#### 本文:
%%

第89回アカデミー賞ノミーネーションに対する海外の反応

第89回アカデミー賞各賞のノミネーションが発表されました。現地の映画ファンの反応を『New York Times』と『Wall street journal』のオンライン版コメント欄でチェックしてみました。

『ラ・ラ・ランド』が14部門で史上最多ノミネート

2016年度のアカデミー賞ノミネーションが発表されました。ミュージカル映画『ラ・ラ・ランド』が作品賞、監督賞、脚本賞、主演男優賞、主演女優賞など14のカテゴリーでノミネートされました。これは1950年度の『イヴの総て』、1997年度の『タイタニック』に並ぶ史上最多のノミネーションとなります。


また、黒人俳優のノミネートが無かったことからボイコット騒ぎが起きた2015年度のノミネーションから一転し、菊池凛子が『バベル』で助演女優賞にノミネートされた2007年度に並ぶ『人種的多様性のある』ノミネートになったようです。

海外映画ファンの反応

さて、このノミネーションを海外の映画ファンはどのように受け止めたのでしょうか?『New York Times』と『Wall street journal』のコメント欄から抜粋してみます。

%%

#### 設問 1:
アカデミー賞ノミネーションについての本文で、『ラ・ラ・ランド』の14部門ノミネートと並んで史上最多とされる作品は何ですか。

#### 課題用データ:
%%

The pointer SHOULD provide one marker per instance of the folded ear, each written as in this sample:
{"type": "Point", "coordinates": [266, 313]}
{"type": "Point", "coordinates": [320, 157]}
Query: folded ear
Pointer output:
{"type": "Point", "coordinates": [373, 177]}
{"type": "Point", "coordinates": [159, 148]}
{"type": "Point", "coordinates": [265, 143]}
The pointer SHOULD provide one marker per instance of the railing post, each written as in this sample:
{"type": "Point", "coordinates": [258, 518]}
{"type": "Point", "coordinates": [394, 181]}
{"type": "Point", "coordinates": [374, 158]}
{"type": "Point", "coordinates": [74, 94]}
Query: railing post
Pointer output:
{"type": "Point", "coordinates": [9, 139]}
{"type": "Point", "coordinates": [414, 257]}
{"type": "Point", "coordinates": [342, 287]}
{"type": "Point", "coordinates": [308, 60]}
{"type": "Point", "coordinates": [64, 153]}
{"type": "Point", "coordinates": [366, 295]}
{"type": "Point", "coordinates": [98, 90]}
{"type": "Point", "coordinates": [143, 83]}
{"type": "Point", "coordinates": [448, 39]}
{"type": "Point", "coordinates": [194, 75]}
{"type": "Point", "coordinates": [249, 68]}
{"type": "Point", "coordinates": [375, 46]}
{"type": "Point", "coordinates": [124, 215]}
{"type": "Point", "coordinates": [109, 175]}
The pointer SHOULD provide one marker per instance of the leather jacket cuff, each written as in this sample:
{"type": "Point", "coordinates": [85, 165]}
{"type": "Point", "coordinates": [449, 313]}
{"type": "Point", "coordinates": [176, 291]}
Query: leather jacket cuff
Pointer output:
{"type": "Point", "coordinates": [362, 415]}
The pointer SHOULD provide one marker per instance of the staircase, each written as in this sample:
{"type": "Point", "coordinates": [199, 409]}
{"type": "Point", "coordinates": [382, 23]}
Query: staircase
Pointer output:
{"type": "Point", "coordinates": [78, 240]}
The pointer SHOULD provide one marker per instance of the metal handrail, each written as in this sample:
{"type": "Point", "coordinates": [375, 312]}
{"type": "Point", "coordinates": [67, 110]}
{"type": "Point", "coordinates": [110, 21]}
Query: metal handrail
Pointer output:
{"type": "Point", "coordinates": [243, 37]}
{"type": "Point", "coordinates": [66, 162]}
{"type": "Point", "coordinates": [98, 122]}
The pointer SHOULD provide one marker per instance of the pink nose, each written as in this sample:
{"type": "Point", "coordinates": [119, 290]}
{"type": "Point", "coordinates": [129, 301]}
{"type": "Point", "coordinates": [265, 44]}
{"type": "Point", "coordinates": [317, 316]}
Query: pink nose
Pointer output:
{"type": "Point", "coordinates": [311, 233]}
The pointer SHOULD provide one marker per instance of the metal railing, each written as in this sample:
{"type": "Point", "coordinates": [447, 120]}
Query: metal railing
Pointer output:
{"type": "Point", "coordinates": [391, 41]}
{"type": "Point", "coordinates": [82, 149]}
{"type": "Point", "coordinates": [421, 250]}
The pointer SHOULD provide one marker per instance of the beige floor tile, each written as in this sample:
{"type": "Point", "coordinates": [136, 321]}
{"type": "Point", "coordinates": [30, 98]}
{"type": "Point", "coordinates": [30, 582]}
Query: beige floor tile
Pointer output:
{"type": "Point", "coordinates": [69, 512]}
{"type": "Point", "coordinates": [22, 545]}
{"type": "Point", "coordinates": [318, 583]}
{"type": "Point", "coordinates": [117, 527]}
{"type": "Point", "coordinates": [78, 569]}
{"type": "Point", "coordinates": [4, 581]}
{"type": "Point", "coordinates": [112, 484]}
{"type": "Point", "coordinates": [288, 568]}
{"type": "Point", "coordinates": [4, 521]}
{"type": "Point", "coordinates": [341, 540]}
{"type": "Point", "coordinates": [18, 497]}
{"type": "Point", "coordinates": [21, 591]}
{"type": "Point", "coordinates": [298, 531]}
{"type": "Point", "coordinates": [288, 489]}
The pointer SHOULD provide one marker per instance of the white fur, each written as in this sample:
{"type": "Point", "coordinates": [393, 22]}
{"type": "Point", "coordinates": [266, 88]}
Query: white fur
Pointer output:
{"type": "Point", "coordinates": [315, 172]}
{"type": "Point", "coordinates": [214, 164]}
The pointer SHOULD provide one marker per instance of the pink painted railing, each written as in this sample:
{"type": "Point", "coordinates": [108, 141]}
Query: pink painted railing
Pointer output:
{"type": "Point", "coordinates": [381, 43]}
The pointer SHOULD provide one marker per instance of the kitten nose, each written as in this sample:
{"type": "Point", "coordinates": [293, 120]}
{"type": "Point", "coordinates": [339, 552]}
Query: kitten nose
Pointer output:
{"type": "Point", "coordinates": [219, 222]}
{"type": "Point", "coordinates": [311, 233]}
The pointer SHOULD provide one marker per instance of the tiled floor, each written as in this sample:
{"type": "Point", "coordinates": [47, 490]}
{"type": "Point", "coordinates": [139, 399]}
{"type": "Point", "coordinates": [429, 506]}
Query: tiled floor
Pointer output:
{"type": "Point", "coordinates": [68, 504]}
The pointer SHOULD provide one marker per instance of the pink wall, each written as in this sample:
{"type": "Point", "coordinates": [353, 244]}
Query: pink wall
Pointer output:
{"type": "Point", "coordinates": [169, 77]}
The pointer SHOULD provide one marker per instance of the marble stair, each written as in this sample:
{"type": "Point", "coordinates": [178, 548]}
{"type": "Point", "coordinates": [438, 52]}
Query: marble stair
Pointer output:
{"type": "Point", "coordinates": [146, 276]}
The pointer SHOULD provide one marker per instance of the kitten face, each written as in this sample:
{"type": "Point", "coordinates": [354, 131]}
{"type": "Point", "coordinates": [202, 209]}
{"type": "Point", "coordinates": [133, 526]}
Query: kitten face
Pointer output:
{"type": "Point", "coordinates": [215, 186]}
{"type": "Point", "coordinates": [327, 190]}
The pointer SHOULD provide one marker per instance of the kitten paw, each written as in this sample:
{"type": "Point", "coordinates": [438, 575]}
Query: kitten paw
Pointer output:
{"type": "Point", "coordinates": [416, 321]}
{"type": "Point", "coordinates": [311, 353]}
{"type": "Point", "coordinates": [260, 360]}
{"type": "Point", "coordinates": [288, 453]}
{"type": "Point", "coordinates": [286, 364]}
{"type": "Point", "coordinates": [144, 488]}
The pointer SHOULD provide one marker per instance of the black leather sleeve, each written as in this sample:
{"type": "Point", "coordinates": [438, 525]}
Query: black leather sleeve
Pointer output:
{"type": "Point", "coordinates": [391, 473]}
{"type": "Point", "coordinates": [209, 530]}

%%

#### 設問 2:
上のリストから、文字列「painted」を含む行をすべて抜き出してください。大文字と小文字は区別します。

#### 解答 1:
1950年度の『イヴの総て』と1997年度の『タイタニック』です。

#### 解答 2:
The pointer SHOULD provide one marker per instance of the pink painted railing, each written as in this sample:
Query: pink painted railing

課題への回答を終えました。